## Metin
■ ■ ■

Ölüler Diyarının Bekçi Köpeği Kerberos

 Kerberos, Hristiyan-Yahudi evinin önünde sürekli bir devriye halindedir. Sosyal medyadan çıkan her alternatif ses, anında algoritma kısıtlamalarıyla veya trol ordularının manipülasyonlarıyla kontrol altına alınır. Gerçeğin ve ahlakın yalın ve parlak ışığını karartmak için şüpheler ekerek, karmaşık argümanlar üretmek için sürekli ulumaktadırlar. Basitçe gelişkin yapay zekalardan herhangi birine Gazze Soykırımı hakkında bir analiz istediğinizde; ‘karmaşık, nefret suçları...’ diye başlayan saçma sapan argümanlarla ağır bir manipülasyondur. Ana akım Siyonist anlatı dışında, özellikle de kitleselleşme potansiyeli olan anlatılar hızla etiketlenmekte, itibarsızlaştırılarak gündemden düşürülmektedir.
Ekim 9, 2025
image_print

“…Ve orada, tanrıların bile görebileceği korkunç bir manzara olan Kerberos (Cerberus) vardı. Ekhidna onu, Ebedi Gece’nin (Erebos) sınırlarına yakın, engebeli bir mağaranın karanlığında Typhon’a (Typhoeus) getirmişti; Hades Kapısı’nın bekçisi, Ağlama’nın evi, gölgeli Kıyamet Körfezi’ndeki ölü halkın gardiyan köpeği olan iğrenç bir canavardı.”

■ ■ ■

## Sağlanan Kayıtlar
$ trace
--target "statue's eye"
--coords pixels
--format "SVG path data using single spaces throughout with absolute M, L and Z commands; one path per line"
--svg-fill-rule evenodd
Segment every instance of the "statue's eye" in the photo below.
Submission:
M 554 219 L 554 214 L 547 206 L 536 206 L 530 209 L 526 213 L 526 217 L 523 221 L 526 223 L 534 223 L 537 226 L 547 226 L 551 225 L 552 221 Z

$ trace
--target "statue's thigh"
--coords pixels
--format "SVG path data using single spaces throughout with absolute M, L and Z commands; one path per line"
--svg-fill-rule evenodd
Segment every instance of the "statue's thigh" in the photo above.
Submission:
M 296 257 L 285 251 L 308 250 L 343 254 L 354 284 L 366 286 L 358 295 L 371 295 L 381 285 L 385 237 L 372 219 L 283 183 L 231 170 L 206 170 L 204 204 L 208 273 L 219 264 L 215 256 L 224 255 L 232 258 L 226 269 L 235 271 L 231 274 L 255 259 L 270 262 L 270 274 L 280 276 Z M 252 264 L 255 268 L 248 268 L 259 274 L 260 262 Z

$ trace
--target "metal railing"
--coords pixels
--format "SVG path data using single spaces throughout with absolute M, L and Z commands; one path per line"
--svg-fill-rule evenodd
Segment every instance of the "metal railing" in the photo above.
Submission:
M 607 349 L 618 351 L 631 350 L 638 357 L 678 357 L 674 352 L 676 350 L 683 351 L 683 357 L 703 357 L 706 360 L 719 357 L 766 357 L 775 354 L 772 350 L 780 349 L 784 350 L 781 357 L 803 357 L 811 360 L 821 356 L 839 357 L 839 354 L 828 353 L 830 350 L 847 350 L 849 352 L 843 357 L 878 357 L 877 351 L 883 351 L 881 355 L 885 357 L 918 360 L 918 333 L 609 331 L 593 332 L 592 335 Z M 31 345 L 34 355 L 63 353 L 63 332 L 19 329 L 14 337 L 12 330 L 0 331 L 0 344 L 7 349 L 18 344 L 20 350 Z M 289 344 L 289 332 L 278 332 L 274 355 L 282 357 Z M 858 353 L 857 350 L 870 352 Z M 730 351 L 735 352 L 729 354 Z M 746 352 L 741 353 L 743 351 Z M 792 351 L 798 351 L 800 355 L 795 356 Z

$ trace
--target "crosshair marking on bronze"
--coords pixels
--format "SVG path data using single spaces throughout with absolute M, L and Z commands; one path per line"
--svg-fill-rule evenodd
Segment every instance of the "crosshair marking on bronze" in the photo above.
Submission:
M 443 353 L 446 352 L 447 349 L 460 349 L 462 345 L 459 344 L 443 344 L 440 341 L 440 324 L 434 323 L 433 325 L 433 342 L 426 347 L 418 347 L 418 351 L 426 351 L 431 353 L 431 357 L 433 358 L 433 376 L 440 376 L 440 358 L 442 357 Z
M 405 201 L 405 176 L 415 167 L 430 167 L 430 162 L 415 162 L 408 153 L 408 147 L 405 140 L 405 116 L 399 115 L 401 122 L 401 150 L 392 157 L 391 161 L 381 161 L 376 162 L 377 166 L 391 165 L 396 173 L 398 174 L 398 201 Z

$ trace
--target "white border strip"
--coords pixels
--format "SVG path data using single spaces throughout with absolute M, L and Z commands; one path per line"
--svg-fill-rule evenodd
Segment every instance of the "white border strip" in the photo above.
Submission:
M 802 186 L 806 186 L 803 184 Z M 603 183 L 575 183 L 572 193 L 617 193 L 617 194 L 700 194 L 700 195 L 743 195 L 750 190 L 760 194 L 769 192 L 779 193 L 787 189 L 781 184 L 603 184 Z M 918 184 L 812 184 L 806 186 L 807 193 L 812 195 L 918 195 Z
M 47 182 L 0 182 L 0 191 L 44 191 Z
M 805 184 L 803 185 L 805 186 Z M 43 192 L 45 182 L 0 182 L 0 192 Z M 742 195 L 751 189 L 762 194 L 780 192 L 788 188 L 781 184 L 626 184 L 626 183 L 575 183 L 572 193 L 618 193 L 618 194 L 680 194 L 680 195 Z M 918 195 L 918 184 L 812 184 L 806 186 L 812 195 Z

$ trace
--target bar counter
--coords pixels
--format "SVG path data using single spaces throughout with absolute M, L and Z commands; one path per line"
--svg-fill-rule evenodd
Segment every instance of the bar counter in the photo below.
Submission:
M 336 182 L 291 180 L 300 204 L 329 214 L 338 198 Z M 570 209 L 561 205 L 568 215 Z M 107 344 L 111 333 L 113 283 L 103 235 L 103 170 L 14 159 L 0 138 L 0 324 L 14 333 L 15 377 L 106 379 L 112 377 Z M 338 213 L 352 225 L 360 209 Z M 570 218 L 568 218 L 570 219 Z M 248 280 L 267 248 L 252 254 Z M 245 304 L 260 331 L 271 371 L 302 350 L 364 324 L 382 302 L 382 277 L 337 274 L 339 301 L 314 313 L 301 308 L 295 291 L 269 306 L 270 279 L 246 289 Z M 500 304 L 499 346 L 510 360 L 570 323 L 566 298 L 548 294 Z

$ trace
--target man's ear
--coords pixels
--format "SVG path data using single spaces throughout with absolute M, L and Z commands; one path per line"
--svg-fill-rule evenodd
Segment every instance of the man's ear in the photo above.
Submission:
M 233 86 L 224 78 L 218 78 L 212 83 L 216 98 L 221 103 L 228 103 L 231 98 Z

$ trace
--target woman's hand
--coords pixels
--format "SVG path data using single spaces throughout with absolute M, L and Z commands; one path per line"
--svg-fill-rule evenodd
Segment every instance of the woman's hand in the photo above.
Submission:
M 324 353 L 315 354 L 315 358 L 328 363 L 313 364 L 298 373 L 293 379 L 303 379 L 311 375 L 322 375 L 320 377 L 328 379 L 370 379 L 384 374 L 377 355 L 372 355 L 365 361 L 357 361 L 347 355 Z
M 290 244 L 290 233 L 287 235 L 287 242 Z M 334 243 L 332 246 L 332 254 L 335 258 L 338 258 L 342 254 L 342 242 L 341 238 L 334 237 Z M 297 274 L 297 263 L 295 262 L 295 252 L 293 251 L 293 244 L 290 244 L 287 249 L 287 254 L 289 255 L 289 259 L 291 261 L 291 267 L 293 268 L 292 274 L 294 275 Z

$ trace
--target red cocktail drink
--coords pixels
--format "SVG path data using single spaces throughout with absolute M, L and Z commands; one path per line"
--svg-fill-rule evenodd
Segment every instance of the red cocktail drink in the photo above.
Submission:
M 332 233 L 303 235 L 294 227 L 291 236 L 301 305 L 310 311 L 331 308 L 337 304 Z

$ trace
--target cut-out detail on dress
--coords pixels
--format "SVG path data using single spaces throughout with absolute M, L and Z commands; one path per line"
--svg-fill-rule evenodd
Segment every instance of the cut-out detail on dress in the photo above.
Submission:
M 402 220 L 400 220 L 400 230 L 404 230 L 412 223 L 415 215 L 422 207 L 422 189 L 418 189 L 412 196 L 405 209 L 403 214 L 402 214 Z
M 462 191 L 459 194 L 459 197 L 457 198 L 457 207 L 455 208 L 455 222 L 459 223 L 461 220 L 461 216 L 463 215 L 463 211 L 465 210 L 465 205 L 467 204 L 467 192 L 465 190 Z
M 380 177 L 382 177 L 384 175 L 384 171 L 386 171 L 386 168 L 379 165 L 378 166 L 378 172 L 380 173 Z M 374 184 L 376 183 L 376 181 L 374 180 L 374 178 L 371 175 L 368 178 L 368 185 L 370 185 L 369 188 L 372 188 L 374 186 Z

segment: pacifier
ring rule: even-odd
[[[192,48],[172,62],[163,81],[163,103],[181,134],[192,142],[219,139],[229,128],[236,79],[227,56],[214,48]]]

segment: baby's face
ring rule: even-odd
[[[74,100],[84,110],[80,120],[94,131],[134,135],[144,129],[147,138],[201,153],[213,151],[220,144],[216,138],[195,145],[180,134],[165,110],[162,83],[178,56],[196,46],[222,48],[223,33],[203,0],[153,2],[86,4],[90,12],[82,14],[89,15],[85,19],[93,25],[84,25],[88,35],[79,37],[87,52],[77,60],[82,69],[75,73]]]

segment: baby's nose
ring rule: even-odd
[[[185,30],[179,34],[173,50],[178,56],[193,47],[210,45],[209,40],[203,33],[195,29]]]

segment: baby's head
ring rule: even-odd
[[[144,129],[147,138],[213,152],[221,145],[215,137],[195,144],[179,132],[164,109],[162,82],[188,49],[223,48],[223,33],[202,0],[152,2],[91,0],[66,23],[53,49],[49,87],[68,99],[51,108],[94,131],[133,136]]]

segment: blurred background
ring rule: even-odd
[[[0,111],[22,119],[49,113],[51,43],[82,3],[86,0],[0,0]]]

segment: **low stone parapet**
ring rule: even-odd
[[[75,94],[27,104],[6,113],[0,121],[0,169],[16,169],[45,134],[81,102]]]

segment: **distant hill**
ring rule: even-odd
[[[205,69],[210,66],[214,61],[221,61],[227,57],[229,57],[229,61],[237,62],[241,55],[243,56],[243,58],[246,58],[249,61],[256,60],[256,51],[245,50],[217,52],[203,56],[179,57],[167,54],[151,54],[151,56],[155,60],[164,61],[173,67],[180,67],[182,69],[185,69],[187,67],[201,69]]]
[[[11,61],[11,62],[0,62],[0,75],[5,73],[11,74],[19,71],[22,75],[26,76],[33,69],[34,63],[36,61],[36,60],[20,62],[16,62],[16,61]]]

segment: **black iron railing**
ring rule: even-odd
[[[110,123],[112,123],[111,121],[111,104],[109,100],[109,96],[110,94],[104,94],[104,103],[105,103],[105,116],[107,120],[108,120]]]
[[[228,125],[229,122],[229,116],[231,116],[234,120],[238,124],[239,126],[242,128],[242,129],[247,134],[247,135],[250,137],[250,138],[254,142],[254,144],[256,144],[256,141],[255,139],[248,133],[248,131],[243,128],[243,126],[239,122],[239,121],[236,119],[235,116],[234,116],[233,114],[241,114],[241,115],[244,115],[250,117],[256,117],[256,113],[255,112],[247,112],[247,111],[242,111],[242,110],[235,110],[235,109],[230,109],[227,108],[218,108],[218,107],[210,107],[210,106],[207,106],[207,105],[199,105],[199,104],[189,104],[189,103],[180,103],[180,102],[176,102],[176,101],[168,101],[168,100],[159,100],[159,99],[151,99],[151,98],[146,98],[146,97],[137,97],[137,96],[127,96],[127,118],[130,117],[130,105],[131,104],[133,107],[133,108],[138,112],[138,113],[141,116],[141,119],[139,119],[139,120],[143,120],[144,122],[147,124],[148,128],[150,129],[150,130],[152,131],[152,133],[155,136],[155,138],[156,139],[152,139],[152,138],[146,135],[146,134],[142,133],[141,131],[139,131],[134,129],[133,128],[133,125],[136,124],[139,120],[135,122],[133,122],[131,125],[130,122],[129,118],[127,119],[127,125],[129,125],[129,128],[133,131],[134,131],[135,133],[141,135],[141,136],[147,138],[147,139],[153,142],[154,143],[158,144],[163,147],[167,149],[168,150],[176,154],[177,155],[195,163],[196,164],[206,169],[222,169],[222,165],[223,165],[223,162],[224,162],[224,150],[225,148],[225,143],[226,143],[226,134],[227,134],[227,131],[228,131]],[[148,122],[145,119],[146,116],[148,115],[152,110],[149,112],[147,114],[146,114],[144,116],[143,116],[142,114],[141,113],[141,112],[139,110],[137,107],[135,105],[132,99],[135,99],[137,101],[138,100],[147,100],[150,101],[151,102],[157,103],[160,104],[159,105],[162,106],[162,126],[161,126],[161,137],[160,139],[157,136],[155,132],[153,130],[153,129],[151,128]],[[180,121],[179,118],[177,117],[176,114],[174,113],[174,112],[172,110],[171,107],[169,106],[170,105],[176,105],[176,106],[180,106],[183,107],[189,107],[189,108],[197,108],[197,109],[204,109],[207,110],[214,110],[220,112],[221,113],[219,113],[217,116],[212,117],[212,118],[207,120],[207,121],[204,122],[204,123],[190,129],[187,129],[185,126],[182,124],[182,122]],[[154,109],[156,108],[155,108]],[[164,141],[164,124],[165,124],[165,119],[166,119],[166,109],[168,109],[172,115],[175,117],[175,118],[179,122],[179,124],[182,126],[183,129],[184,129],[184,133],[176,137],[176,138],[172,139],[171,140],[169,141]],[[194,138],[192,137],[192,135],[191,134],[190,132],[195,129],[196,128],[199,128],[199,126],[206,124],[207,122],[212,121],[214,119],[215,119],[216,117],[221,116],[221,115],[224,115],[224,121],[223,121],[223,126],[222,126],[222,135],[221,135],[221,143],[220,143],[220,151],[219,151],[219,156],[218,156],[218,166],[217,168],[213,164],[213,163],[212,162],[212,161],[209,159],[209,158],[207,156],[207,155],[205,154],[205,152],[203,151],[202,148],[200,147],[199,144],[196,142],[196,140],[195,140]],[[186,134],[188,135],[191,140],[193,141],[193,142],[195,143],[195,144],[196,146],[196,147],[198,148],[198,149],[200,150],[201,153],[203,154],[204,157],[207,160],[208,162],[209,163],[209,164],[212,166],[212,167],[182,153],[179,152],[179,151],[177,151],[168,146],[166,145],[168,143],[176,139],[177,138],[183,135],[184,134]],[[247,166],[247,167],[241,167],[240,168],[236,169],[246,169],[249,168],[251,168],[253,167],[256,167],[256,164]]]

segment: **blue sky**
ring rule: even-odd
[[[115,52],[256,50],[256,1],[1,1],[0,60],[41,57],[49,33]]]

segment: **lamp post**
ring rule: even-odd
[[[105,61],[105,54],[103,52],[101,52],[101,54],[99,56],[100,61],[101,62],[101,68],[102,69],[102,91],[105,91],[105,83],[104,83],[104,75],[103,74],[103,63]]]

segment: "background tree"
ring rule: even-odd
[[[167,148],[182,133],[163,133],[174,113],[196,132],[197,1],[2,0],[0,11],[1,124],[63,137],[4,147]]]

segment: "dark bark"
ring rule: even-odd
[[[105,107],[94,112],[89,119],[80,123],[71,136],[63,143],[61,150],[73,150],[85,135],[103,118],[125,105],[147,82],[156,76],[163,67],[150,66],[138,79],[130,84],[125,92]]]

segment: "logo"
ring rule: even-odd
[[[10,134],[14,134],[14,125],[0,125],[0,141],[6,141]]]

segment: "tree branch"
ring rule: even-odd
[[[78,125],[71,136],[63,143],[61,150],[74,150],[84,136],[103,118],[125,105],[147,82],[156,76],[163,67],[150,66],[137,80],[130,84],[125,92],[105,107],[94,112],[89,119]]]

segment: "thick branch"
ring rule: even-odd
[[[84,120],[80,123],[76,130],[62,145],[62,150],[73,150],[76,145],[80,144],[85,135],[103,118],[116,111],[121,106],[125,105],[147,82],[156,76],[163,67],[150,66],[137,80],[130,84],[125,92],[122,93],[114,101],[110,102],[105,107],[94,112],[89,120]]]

■ ■ ■

## Görev Listesi
1. Metni iki cümleyle özetleyin.
2. Metne göre aşağıdaki soruları yanıtlayın:
(a) Sosyal medyadan çıkan her alternatif ses hangi yollarla kontrol altına alınır?
(b) Metinde hangi tarih yer alır?
(c) Ekhidna, Kerberos'u Typhon'a nerede bulunan bir mağaranın karanlığında getirmiştir?
3. Metnin "Ölüler Diyarının Bekçi" ile başlayıp "itibarsızlaştırılarak gündemden düşürülmektedir." ile biten kısmını kelimesi kelimesine aktarın.

## Çözüm Listesi
1. Metin, Kerberos'un Hristiyan-Yahudi evinin önünde sürekli devriye hâlinde olduğunu, sosyal medyadan çıkan her alternatif sesin de algoritma kısıtlamalarıyla veya trol ordularının manipülasyonlarıyla kontrol altına alındığını ileri sürer. Ayrıca gelişkin yapay zekalardan Gazze Soykırımı hakkında istenen analizlerin ağır bir manipülasyon olduğunu, ana akım Siyonist anlatı dışındaki anlatıların ise etiketlenip itibarsızlaştırılarak gündemden düşürüldüğünü söyler.

2.
(a) Algoritma kısıtlamalarıyla veya trol ordularının manipülasyonlarıyla.
(b) Ekim 9, 2025.
(c) Ebedi Gece'nin (Erebos) sınırlarına yakın, engebeli bir mağarada.

3.
Ölüler Diyarının Bekçi Köpeği Kerberos

 Kerberos, Hristiyan-Yahudi evinin önünde sürekli bir devriye halindedir. Sosyal medyadan çıkan her alternatif ses, anında algoritma kısıtlamalarıyla veya trol ordularının manipülasyonlarıyla kontrol altına alınır. Gerçeğin ve ahlakın yalın ve parlak ışığını karartmak için şüpheler ekerek, karmaşık argümanlar üretmek için sürekli ulumaktadırlar. Basitçe gelişkin yapay zekalardan herhangi birine Gazze Soykırımı hakkında bir analiz istediğinizde; ‘karmaşık, nefret suçları...’ diye başlayan saçma sapan argümanlarla ağır bir manipülasyondur. Ana akım Siyonist anlatı dışında, özellikle de kitleselleşme potansiyeli olan anlatılar hızla etiketlenmekte, itibarsızlaştırılarak gündemden düşürülmektedir.